==== Exercise passage ====
For instance, I had forgotten how many of the allegations of foreign interference were made in 2019 right around President Trump’s impeachment hearings, because that feels like nine years ago. This is a good way to put it all on one timeline. And I hope for the academic community, there will be the most interest in the system we developed for assessing these claims and then a debate among others, whether we’ve come up with an appropriate system.

Also figuring out whether our media impact scoring is appropriate and how to add to it, because something else that, for me, was the most interesting research lead, which I think deserves a lot more follow-on assessment, is that the case that received the greatest media impact was a story that Senator Sanders’ Democratic primary campaign had been briefed on Russian efforts to help them.

This story was dropped on a Friday night by the Post, one day before the Nevada caucuses, which Sanders would win quite resoundingly – but that received, just using our methodology, we found 2.3 million social media shares of stories that were linked to that.

We are trying now to add additional dimensions of that impact assessment, like broadcast news coverage and cable news coverage. But we see that it’s probably a similar pattern there. So the big takeaway is that because there was no additional information and nothing else came out of that story – there was really nothing the Sanders campaign could do, for instance, other than say “we don’t support these efforts helping us, but we don’t know what these efforts are” – but it nonetheless seems like it became a significant political story, that crucial week in the Democratic primary contest, which helps lend credence to this idea that the foreign interference allegations disproportionately harm left-leaning causes.

And there’s been a lot of discussions that the Russia debate has intensified in the U.S. – that it’s a new McCarthyism, that’s even sometimes promoted by individuals in the liberal party of the United States. And some of the information here would support that, those concerns that have been voiced by activists in the U.S.

TTW – Do you think that in terms of the stuff that you created, is there anything that you wish that you had done differently or plan to add to? Do you see something right now you’d like to change?

EB – So I’ll go first. But there’s the research and then there’s the design itself. In terms of the research, the biggest thing is finding additional dimensions for media impact, because I’m really interested in charting how the conversation in the U.S. has evolved around this issue.

We have additional ideas because there are so many things you can do with this layout. And if you’ve seen, you know, it’s a contextual data set, you can have those Covid-19 cases. You can do other things with that second Y-axis. Like something I really want to do is come up with – we actually have a tool available where we’ll be able to figure out the usage of “Russian bot” on Twitter, which just generally is a shorthand for the sort of paranoia that sometimes accompanies foreign interference stuff, and you can see the frequency of the use of that kind of pejorative over time, and how it aligns with the frequency of cases.

Something else we’d probably do would be to have a dimension of voter fraud, and search interest using Google Trends to just see, again, whether there’s any correlation between some of these allegations.

TTW – Interesting.

MS – From the design point of view, I think one thing we are adding to this in the future is to share these different narratives that are in the data, so that, for example, you have set some filters and you found some very interesting stuff. So like the one Emerson told us before, we have the Chinese allegations that are only present during the Covid-19 time, that you are easily able to share this across your social networks.

And the second thing that I wanted to do is to add a mobile view so that you have like a vertical timeline for mobile screens, so that it also can be used on mobile screens, that would have been very nice.

TTW – So what impact do you think this disinformation has on politics?

EB – What seems clear to me – we still have a month left before the elections, who knows what happens? What seems clear to me is that since 2018, the biggest political impact of foreign interference has been in the way US media coverage conceives of it, not in the interference itself.
==== Information given ====
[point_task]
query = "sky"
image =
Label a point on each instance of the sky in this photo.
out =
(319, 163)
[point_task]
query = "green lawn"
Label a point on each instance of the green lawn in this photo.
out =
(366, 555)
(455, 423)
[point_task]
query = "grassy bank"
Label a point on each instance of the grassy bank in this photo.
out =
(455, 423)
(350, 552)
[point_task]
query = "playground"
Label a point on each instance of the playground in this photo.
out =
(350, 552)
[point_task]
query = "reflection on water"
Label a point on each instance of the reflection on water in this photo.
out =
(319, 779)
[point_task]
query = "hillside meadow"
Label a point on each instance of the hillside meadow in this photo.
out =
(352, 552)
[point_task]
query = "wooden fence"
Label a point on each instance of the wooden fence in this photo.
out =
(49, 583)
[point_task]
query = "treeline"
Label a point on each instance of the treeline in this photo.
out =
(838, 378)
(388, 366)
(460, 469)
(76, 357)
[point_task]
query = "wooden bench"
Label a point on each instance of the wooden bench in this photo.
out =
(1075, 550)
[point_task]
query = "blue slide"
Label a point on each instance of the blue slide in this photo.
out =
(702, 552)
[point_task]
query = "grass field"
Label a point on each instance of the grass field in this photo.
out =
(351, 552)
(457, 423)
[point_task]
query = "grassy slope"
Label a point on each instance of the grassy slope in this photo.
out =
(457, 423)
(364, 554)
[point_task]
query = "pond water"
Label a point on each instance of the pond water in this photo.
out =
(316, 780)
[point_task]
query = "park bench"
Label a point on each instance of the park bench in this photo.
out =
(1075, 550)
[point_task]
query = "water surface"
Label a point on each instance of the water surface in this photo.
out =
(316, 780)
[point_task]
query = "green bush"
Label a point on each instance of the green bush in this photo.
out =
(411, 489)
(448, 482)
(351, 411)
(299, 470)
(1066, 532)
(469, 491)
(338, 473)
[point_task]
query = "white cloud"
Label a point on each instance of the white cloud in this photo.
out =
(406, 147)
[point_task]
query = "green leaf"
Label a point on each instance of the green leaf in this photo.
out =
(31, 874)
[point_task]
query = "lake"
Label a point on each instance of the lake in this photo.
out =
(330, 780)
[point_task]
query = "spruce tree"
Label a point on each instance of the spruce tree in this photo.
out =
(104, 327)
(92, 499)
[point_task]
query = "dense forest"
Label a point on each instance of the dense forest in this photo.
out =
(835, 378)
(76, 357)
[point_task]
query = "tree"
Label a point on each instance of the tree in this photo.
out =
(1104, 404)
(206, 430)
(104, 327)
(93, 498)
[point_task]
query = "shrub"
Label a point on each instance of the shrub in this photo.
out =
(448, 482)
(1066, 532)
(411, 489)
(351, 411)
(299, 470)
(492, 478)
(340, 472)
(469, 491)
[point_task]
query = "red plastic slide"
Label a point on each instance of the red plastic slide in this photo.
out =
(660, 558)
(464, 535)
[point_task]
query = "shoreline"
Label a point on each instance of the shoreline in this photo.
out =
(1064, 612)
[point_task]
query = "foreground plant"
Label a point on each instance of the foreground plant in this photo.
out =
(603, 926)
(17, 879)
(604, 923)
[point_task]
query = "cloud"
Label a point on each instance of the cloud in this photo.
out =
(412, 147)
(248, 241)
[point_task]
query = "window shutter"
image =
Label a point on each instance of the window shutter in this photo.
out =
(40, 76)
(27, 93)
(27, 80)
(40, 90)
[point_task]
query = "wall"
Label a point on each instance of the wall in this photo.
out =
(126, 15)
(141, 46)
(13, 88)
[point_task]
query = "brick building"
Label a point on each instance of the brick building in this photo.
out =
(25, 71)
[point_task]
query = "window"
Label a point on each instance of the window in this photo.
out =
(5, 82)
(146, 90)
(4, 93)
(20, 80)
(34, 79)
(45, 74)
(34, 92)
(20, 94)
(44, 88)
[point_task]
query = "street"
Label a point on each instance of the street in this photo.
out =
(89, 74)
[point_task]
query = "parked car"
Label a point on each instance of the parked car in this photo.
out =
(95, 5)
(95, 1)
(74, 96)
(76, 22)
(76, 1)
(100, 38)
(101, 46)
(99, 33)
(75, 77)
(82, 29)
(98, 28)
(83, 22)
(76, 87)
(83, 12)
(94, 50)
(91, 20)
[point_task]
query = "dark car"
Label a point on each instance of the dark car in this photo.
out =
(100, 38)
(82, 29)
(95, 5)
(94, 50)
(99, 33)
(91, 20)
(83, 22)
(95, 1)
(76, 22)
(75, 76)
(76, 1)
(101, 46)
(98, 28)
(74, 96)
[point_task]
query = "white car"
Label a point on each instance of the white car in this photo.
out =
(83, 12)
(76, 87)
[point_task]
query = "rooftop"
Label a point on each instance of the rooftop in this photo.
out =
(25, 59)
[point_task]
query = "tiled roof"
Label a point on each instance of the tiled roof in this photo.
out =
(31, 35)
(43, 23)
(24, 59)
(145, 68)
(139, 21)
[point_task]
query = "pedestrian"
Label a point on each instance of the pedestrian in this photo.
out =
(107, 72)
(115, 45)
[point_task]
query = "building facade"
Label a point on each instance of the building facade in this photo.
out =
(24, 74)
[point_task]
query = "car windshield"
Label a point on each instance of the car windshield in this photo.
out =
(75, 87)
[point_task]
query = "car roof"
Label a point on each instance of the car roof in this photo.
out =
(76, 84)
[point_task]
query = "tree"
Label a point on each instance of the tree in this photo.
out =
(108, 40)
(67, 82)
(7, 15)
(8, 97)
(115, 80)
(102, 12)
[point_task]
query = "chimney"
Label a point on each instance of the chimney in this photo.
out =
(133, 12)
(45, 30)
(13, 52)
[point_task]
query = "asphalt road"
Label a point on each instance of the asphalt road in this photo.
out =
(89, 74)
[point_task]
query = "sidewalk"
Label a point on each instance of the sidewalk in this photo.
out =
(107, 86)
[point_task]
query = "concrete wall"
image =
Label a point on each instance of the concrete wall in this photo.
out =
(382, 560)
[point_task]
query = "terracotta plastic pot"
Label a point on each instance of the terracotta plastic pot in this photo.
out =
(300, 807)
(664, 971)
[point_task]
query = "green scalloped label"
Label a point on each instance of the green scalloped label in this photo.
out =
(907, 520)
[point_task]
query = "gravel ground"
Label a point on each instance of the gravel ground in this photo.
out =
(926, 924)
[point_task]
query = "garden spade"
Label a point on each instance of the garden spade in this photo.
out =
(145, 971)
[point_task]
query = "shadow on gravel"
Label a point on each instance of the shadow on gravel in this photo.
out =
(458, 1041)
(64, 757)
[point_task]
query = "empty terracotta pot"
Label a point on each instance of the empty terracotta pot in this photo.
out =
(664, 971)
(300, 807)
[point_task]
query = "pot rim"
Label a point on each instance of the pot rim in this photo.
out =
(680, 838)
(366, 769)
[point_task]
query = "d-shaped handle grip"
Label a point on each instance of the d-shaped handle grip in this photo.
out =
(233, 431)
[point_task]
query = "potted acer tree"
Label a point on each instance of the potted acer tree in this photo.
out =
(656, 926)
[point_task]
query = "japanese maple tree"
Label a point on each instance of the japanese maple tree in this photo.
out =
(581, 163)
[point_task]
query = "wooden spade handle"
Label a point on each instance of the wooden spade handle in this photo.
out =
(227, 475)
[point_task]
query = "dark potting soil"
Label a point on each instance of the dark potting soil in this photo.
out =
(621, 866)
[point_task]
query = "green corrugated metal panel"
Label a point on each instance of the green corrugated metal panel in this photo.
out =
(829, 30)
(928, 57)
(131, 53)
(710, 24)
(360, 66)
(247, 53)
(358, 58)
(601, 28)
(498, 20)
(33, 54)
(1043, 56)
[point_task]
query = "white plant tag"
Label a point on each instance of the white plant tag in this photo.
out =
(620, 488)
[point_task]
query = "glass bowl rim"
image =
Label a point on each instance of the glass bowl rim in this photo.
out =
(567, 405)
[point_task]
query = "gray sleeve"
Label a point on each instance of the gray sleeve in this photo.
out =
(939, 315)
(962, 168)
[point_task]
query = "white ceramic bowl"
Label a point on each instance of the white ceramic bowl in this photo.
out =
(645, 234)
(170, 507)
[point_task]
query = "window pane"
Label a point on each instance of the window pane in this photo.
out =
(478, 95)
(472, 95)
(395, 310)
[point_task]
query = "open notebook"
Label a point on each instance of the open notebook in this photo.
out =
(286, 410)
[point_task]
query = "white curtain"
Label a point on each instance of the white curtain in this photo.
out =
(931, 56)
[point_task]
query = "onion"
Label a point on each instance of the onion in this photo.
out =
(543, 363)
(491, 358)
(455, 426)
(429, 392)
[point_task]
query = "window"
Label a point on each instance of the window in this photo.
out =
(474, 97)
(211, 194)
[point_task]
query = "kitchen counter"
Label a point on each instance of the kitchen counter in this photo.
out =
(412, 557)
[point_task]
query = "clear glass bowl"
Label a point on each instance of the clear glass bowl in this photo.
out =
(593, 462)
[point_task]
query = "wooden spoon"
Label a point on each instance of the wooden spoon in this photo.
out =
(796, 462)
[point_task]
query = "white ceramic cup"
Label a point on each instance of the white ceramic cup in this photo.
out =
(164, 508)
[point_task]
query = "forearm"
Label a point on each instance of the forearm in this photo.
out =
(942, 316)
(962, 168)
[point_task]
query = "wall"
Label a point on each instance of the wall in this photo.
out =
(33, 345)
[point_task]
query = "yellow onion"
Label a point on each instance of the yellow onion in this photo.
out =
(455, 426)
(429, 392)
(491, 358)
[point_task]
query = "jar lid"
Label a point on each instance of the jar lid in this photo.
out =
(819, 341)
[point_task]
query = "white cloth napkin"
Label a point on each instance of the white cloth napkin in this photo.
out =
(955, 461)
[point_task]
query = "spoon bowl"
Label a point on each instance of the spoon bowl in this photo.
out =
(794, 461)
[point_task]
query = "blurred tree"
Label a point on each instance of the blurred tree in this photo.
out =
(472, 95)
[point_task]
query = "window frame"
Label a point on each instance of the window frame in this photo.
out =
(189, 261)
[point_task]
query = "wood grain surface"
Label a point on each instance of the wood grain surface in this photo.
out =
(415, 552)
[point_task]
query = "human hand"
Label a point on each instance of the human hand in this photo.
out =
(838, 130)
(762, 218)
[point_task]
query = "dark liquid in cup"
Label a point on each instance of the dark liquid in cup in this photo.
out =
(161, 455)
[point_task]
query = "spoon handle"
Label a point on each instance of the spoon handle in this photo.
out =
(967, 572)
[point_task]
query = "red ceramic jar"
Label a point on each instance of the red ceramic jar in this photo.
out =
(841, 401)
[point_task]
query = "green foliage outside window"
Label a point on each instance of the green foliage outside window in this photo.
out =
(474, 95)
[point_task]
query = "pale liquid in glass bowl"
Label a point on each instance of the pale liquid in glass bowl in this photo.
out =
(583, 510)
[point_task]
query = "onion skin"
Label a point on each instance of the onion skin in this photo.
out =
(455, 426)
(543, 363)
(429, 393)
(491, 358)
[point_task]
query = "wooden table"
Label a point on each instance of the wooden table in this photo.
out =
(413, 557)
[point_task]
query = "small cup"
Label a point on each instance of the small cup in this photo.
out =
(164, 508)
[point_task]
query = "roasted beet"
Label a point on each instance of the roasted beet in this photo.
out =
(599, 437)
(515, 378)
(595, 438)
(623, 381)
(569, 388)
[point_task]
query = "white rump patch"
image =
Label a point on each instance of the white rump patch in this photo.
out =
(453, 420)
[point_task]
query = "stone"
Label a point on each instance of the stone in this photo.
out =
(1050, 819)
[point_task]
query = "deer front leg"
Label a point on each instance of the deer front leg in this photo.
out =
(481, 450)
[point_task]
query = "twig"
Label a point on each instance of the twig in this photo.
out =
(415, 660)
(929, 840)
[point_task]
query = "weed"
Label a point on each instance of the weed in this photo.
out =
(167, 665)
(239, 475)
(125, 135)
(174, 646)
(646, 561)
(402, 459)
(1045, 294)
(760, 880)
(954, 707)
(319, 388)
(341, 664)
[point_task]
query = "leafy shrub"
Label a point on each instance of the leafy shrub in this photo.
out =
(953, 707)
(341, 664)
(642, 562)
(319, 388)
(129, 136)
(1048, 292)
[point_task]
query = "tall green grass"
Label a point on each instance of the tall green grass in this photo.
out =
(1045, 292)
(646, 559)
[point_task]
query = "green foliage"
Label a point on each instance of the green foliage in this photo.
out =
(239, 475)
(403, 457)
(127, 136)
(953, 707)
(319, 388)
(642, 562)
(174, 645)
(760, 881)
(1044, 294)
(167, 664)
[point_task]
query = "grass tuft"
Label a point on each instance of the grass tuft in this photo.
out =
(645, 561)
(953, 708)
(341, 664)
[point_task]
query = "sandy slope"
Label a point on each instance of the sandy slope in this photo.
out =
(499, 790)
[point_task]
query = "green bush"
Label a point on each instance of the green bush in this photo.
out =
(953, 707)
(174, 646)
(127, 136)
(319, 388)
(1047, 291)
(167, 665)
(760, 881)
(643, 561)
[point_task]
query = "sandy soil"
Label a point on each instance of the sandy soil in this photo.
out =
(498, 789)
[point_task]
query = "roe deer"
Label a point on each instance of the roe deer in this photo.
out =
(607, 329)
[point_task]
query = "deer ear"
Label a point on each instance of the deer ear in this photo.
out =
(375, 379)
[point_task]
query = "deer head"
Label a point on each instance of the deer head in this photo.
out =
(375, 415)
====
» Task set
1. From the interview about foreign interference allegations, copy out the part that opens with the words containing "EB – What seems" and closes with "the interference itself.".
2. Condense the paragraph of the interview about foreign interference allegations that begins "We are trying now to add" into a short bulleted list of its main points.
3. Carry on the interview about foreign interference allegations from its final sentence.

» Responses to the tasks
1.
EB – What seems clear to me – we still have a month left before the elections, who knows what happens? What seems clear to me is that since 2018, the biggest political impact of foreign interference has been in the way US media coverage conceives of it, not in the interference itself.

2.
- The team is adding further impact dimensions, such as broadcast and cable news coverage, and expects a similar pattern there.
- No additional information came out of the Sanders story.
- The Sanders campaign could only say it did not support efforts it knew nothing about.
- The story still became a significant political story in a crucial week of the Democratic primary.
- This supports the idea that foreign interference allegations disproportionately harm left-leaning causes.

3.
Another dimension that I hope we include more formally is in each of these cases, whenever we know the number of assets and the rough social media reach of these campaigns, we included that information.

***But the bottom line is that many of these pieces that receive hundreds of thousands of social media shares about them generally concern pages that maybe were liked by 200 or 300 Americans. Now, with the benefit of more time and an understanding of the social media landscape in the US, even the Russian efforts in 2016 to run these sockpuppet accounts, it is unclear to me that they had much impact at all. ***

What was decisive in 2016 was the different hack and release operations that were conducted by Russian intelligence services. But this sockpuppet/troll farm stuff has always been interesting, but I think it was secondary even then. And now that’s much more manifestly clear now. And since this foreign interference issue isn’t going to go away, regardless of who wins the election, we do need to start taking pains to right-size this debate.

So, you know, a huge amount of American political discourse isn’t consumed by talking about, you know, say, Iranian state bureaucrats who ban one Facebook page that gets liked by some Americans, because that’s simply too much outlay of attention and resources. And we also see where such focus on this issue can then lead to bad outcomes in U.S. political discourse, like with the George Floyd protests, this would seem to be a perennial temptation to say that the Floyd protests were due in part to the interference of foreign actors.

***But it wasn’t a foreign actor who killed George Floyd, right? So you can cast about for adversaries overseas, and you can pay less attention to your own problems. We want to move beyond that.***

TTW – I mean, I’ve lived abroad now for 15 years, and I can’t tell you the number of times I’ve heard “foreign hands, foreign hands” about things that have happened that I’m covering. It’s an easy way out for sure, even if that may be true in some points. So it’s really helpful to use these kind of tools.

I have one last question – as visual storytellers and people that are doing this work, what can we do to strengthen this kind of work and to renew the faith and the truth for, as I say, big data versus big anecdote?

MS – Well, I think one very important component of this work is transparency. So how was the methodology to assess all these cases? How were these scores calculated? And we also tried to not put it only in a method section on the web page. It is there in the method section, obviously, but it’s also directly on the visualization where we have this little pop-up, this question mark, where you get all the explanations how they came up with these scores. I think that’s a really important point, that you put the transparency of your methods directly into the visualization so that it’s easily accessible.

TTW – I agree completely. I thought that was such a great way to see that in real time. When I first clicked on it, I was like, oh, that’s very cool. I like that a lot where, you know, those are kind of your points and your data points. I thought that was very, very well done.

EB – Yeah, same thing. In this design, providing as many avenues as possible for readers to get to our methods and explanation as swiftly as possible.

To make nothing opaque, to make everything transparent.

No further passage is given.